## AUSZUG
◇ ◇ ◇ ◇

Rom – In Italien gibt es eine neue Welle von Gewalt in der Familie. Jüngst wurden innerhalb von 24 Stunden drei Frauen von ihren Partnern getötet oder schwer verletzt. Seit Jahresbeginn sind bereits zehn Frauen auf diese Weise ums Leben gekommen, im vergangenen Jahr waren es 127.
"Jeden dritten Tag wird eine Frau getötet: Ein Massaker ohne Ende", schrieb die in Rom erscheinende Tageszeitung "Il Messaggero" am Mittwoch. Landesweite Bestürzung hat am Montag eine Gewalttat gegen eine hochschwangere 38-Jährige hervorgerufen, die bei Neapel von ihrem Mann angezündet wurde. Das Kind wurde per Kaiserschnitt gerettet, der Zustand der Frau ist kritisch.
Ebenfalls am Montag wurde eine 41 Jahre alte dreifache Mutter in der sizilianischen Stadt Catania von ihrem früheren Lebensgefährten erdrosselt. Einen Tag später wurde eine 55-Jährige in der norditalienischen Stadt Brescia von ihrem Mann nach einem Streit um Geld mit einem Messer getötet. Der Täter starb bei einem Autounfall.

◇ ◇ ◇ ◇

## DATEN
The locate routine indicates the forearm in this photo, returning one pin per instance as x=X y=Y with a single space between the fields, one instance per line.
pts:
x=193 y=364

◇ ◇ ◇ ◇

## ANFRAGE
Zitieren Sie aus dem Auszug über Gewalt gegen Frauen in Italien wortgetreu alles von „Rom – In Italien“ bis hinunter zu „Frau ist kritisch.“.

## ANTWORT
Rom – In Italien gibt es eine neue Welle von Gewalt in der Familie. Jüngst wurden innerhalb von 24 Stunden drei Frauen von ihren Partnern getötet oder schwer verletzt. Seit Jahresbeginn sind bereits zehn Frauen auf diese Weise ums Leben gekommen, im vergangenen Jahr waren es 127.
"Jeden dritten Tag wird eine Frau getötet: Ein Massaker ohne Ende", schrieb die in Rom erscheinende Tageszeitung "Il Messaggero" am Mittwoch. Landesweite Bestürzung hat am Montag eine Gewalttat gegen eine hochschwangere 38-Jährige hervorgerufen, die bei Neapel von ihrem Mann angezündet wurde. Das Kind wurde per Kaiserschnitt gerettet, der Zustand der Frau ist kritisch.